**TASK SET**
a – Answer these questions from the convex hull excerpt:
(i) Which set does each x_k belong to in the reverse inclusion?
(ii) What does the excerpt say every closed set in ℝ has?
(iii) What are the three possible forms of E listed in the lemma?
b – Please return, with no changes, the stretch of the convex hull excerpt from "with equality if" through "where $-\infty<a<\infty$ .".

**SELECTED EXCERPT**
::::
We now show that $F$ is convex. Fix $(x_{1},y_{1}),(x_{2},y_{2})\in F$ and let $\lambda\in[0,1]$ . Then

$\displaystyle\min\left\{x_{1},x_{2}\right\}\leq\lambda x_{1}+(1-\lambda)x_{2}\leq\max\left\{x_{1},x_{2}\right\},\indent\min\left\{y_{1},y_{2}\right\}\leq\lambda y_{1}+(1-\lambda)y_{2}\leq\max\left\{y_{1},y_{2}\right\}$

which implies that $\lambda (x_{1},y_{1})+(1-\lambda)(x_{2},y_{2})\in F$ . Hence, $\text{co}(E)\subset F$ . For the reverse inclusion, fix a convex combination $\sum_{k=1}^{n}\lambda_{k}(x_{k},y_{k})$ . Since $x_{k}\in\left\{0,1\right\}$ , it is immediate that $\sum_{k=1}^{n}\lambda_{k}x_{k}\in [0,1]$ . Analogously,

$\displaystyle\sum_{k=1}^{n}\lambda_{k}y_{k}=\sum_{{1\leq k\leq n}\atop{\lambda_{k}\neq 0}}\lambda_{k}y_{k}\geq 0$ ,

with equality if and only if all the $\lambda_{k}$ are zero.

It’s worth mentioning that every closed set in $\mathbb{R}$ has closed convex hull. This result is immediate from an elementary lemma.

Lemma. Let $E\subsetneq\mathbb{R}$ be a nonempty closed, convex subset. Then exactly one of the following holds:

$E= [a,b]$ , where $-\infty<a\leq b<\infty$ ;

$E=(-\infty,b]$ , where $-\infty<b<\infty$ ;

$E=[a,\infty)$ , where $-\infty<a<\infty$ .
::::
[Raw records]
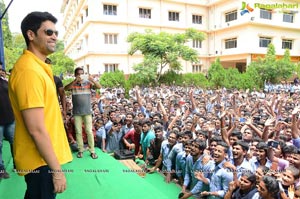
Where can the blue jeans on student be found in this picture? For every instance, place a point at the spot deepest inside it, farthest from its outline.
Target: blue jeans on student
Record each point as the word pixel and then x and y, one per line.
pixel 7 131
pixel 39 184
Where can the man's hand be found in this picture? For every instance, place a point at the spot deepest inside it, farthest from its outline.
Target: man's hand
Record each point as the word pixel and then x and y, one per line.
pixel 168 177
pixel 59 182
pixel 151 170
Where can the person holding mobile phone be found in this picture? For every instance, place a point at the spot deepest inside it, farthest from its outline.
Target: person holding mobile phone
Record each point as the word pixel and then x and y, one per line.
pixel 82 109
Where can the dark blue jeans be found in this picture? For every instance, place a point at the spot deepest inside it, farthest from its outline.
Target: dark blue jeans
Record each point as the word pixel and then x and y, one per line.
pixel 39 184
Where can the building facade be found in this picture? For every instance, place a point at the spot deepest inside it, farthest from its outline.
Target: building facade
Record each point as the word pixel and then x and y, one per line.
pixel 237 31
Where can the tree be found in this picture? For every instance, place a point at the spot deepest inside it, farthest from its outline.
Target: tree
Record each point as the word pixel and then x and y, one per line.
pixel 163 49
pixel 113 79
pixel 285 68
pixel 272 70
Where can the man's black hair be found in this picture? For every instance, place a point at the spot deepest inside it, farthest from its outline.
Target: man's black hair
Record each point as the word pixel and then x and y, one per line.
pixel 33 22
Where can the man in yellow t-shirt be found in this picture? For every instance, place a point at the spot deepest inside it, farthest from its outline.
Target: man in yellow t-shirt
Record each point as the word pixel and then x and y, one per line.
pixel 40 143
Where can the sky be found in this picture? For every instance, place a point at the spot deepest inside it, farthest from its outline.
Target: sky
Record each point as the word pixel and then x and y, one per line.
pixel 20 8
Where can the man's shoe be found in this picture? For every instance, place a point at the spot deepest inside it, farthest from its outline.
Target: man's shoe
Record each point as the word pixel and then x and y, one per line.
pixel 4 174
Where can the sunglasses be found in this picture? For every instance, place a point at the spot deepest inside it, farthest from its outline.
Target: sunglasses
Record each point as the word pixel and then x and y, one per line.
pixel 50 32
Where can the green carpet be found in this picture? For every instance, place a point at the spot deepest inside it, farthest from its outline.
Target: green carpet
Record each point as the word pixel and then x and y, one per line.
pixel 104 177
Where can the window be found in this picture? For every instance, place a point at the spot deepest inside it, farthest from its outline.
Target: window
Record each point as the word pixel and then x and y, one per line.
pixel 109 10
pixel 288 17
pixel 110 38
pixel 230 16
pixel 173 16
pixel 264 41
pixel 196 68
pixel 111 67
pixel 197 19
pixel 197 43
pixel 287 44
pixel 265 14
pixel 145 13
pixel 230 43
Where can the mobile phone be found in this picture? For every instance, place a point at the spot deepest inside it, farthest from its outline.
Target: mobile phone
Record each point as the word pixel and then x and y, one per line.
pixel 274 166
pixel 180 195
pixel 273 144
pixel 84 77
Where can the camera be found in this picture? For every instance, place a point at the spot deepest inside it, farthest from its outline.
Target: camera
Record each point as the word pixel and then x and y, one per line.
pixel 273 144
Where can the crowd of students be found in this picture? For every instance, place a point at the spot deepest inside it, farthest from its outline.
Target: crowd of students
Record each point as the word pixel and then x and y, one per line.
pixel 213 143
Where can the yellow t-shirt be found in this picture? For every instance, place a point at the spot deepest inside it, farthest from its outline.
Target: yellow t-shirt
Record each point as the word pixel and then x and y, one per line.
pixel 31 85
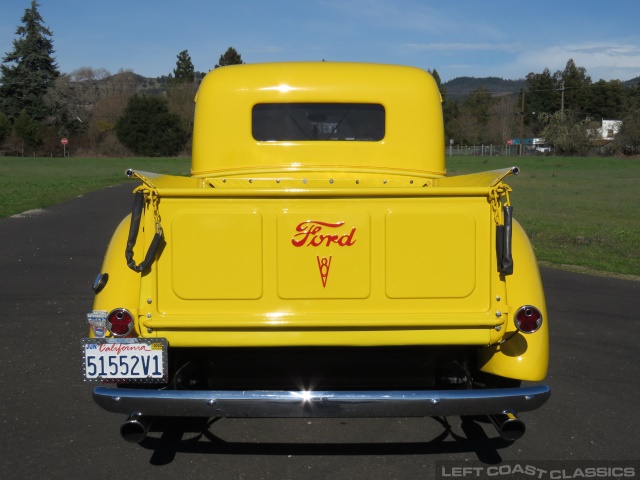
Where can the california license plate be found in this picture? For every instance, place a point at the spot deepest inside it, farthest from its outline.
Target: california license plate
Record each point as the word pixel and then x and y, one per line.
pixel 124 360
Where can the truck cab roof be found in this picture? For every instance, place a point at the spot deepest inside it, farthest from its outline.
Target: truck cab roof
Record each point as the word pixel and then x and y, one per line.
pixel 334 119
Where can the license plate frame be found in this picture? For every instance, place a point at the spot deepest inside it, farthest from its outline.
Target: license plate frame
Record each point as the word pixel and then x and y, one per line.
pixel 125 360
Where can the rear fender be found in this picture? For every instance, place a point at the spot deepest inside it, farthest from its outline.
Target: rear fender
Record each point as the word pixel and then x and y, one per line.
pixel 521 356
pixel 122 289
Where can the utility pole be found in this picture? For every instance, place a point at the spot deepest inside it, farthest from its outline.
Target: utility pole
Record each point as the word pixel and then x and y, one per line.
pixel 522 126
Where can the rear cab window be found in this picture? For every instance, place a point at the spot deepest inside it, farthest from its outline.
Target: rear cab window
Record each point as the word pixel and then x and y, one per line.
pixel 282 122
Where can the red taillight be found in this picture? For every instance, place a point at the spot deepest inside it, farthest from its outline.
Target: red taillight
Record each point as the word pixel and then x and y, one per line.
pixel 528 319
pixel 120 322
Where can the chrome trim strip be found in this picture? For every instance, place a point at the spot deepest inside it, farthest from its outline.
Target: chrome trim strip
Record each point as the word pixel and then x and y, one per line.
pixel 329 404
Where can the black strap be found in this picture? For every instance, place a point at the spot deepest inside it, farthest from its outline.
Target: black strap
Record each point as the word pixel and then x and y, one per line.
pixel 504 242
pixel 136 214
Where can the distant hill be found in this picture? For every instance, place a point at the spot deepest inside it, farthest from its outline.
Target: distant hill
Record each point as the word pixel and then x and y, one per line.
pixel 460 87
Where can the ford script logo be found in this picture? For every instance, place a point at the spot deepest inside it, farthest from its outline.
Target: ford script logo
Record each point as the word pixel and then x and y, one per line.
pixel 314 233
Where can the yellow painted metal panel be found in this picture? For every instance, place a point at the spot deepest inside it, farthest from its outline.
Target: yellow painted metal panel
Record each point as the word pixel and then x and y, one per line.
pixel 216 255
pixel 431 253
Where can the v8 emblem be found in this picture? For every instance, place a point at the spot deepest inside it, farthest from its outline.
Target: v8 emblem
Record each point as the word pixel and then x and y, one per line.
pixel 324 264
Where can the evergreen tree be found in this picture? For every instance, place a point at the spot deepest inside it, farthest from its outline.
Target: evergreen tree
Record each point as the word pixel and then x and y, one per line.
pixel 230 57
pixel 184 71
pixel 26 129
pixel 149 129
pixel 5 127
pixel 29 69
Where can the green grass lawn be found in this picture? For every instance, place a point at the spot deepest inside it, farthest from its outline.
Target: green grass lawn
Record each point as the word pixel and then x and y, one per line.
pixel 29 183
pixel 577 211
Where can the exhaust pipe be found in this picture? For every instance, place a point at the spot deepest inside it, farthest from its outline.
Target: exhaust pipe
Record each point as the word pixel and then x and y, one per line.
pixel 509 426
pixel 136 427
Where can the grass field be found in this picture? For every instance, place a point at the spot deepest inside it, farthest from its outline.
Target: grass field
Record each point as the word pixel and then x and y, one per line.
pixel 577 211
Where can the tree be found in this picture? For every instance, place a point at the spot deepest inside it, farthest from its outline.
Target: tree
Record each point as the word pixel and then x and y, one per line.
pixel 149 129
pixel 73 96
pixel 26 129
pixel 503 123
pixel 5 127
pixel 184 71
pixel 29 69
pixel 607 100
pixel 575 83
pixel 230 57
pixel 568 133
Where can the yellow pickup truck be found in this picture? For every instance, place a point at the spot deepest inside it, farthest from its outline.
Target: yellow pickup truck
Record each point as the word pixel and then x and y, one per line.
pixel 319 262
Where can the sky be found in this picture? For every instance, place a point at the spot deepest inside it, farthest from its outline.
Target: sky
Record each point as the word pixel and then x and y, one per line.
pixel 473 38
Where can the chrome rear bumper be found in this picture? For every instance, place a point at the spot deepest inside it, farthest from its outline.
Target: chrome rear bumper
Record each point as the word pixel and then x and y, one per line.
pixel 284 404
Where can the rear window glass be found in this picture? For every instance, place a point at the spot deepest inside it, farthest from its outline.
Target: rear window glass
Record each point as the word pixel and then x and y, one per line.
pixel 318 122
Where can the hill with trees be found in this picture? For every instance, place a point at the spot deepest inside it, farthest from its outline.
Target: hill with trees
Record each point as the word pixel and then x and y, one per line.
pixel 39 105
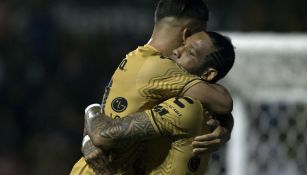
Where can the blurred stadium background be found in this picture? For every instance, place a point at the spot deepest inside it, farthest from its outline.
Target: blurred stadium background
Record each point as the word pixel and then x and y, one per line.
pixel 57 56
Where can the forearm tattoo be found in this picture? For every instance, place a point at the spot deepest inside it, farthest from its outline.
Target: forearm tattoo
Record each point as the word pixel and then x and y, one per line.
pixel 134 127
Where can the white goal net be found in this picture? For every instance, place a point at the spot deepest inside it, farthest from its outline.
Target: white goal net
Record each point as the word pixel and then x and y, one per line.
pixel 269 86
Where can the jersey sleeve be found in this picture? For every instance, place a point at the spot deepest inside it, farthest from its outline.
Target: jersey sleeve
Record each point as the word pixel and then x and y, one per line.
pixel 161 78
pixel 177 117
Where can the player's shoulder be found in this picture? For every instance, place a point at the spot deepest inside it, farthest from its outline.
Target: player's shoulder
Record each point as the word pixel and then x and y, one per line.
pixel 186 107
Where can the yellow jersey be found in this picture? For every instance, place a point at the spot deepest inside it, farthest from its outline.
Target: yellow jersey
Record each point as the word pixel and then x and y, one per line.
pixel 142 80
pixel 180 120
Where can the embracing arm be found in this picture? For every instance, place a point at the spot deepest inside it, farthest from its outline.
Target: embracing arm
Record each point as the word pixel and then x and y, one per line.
::::
**ANSWERS TO THE TASKS**
a –
(i) {0, 1}
(ii) A closed convex hull
(iii) E = [a, b] with −∞ < a ≤ b < ∞; E = (−∞, b] with −∞ < b < ∞; E = [a, ∞) with −∞ < a < ∞

b –
with equality if and only if all the $\lambda_{k}$ are zero.

It’s worth mentioning that every closed set in $\mathbb{R}$ has closed convex hull. This result is immediate from an elementary lemma.

Lemma. Let $E\subsetneq\mathbb{R}$ be a nonempty closed, convex subset. Then exactly one of the following holds:

$E= [a,b]$ , where $-\infty<a\leq b<\infty$ ;

$E=(-\infty,b]$ , where $-\infty<b<\infty$ ;

$E=[a,\infty)$ , where $-\infty<a<\infty$ .